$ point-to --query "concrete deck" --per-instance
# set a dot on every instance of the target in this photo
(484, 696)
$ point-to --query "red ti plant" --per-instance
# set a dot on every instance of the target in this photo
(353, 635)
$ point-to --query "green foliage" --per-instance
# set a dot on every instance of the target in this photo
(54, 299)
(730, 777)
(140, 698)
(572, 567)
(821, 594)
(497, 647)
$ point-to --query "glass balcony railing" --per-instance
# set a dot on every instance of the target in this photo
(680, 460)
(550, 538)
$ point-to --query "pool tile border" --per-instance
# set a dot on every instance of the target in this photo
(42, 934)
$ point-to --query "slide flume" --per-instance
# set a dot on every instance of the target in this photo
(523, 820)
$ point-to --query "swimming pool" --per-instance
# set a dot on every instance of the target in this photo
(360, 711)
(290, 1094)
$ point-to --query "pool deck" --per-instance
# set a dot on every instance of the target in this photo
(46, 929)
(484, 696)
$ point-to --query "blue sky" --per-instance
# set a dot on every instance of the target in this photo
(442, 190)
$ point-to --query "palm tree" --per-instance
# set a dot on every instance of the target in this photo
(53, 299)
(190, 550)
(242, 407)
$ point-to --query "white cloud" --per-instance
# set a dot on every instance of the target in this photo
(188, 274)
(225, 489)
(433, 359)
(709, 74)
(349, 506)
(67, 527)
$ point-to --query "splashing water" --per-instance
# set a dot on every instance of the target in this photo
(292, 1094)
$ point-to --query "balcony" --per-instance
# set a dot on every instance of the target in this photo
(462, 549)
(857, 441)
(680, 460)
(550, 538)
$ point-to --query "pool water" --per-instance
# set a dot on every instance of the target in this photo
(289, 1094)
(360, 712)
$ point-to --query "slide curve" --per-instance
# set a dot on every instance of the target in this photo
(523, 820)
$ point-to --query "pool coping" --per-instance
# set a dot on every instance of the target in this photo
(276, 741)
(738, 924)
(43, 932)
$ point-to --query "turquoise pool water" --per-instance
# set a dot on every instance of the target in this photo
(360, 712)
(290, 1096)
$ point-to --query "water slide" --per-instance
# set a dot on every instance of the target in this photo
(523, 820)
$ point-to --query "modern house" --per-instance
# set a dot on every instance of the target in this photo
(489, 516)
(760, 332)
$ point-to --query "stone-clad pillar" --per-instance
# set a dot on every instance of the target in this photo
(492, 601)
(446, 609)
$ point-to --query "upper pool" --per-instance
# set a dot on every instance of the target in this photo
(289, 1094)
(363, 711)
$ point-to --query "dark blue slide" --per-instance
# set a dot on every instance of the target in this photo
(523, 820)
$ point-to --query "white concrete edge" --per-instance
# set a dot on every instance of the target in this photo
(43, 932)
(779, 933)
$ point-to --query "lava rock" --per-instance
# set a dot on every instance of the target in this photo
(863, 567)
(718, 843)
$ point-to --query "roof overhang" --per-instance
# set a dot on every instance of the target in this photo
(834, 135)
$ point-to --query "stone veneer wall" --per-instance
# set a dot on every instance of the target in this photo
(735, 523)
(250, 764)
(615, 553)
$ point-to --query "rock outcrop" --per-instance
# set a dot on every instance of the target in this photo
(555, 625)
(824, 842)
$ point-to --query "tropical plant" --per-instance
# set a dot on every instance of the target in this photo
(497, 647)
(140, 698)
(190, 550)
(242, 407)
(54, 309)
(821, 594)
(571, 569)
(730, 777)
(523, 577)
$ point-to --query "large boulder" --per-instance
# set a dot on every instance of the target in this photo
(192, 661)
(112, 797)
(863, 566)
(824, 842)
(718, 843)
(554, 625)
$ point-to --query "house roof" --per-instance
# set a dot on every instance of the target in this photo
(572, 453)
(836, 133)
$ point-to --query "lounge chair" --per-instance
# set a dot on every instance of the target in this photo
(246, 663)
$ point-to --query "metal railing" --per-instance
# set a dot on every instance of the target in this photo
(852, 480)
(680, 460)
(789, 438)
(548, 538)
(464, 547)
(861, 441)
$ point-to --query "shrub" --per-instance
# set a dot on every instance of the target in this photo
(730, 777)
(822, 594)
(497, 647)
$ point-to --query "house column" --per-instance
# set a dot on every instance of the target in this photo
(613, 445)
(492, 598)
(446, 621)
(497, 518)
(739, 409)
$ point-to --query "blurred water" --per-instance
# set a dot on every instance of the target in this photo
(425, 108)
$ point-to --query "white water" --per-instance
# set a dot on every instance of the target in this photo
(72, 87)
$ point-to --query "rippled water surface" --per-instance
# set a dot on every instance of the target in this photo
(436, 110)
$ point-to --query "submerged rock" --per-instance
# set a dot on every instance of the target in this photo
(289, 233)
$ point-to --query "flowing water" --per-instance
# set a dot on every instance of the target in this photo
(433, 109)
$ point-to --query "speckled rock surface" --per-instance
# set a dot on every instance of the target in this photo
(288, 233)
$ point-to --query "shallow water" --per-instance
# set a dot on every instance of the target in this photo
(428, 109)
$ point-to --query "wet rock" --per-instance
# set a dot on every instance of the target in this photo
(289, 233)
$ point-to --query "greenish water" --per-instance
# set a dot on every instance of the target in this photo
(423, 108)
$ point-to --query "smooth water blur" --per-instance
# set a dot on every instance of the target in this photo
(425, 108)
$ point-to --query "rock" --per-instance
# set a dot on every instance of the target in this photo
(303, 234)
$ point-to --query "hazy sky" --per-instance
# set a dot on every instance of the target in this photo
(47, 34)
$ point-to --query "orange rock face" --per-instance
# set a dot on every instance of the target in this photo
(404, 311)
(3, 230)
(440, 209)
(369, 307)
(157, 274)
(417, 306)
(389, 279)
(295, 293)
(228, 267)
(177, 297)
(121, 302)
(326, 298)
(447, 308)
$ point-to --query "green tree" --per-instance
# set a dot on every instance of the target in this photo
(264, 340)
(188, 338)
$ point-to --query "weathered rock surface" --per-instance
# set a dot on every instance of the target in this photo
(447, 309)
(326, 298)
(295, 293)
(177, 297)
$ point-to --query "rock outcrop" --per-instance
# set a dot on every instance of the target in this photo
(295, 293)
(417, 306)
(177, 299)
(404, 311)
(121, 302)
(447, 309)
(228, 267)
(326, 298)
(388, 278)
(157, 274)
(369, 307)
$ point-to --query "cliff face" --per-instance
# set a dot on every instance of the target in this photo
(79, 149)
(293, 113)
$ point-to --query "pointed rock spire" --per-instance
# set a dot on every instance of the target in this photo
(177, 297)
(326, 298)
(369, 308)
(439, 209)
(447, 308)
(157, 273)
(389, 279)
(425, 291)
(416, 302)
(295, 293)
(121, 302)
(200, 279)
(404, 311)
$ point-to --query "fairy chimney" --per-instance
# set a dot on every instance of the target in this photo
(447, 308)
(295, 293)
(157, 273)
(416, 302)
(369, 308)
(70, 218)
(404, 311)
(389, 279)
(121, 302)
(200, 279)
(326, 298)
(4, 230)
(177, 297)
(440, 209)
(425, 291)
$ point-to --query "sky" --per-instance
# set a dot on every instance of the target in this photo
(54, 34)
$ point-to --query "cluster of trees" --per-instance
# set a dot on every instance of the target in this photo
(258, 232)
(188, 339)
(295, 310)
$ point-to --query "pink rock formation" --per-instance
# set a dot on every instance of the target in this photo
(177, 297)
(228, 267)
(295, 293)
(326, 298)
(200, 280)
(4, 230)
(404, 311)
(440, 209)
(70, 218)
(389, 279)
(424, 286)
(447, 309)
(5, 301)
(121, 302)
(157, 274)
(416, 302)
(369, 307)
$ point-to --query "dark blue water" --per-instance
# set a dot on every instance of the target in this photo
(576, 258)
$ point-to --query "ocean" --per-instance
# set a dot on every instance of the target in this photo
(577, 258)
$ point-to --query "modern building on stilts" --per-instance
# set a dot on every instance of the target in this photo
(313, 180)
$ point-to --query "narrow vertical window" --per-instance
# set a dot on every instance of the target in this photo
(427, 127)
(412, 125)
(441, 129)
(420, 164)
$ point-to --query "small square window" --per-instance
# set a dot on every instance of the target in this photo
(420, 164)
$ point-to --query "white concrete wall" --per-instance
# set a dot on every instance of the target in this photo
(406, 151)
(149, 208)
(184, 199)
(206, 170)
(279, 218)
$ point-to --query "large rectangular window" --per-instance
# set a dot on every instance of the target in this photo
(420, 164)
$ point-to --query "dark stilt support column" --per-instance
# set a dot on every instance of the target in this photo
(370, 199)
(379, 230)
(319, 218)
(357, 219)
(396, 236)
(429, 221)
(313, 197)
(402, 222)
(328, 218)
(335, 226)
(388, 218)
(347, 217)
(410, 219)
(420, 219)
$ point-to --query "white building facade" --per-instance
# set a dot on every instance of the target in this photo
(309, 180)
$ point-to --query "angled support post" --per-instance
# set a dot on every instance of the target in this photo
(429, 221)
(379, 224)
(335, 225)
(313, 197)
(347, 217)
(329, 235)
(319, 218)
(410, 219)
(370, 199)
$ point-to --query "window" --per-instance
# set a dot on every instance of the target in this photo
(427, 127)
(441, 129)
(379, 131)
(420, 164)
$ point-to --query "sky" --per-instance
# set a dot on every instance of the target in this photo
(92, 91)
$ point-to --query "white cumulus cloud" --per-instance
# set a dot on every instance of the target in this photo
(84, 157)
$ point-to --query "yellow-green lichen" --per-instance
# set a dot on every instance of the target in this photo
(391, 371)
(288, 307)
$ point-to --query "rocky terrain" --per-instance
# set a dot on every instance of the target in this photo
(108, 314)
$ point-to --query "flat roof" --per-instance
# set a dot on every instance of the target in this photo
****************
Gather every line above that contains the word "deck". Case counts, so match capitalization exactly.

$ point-to --query "concrete deck" --per-instance
$ point-to --query "pool deck" --per-instance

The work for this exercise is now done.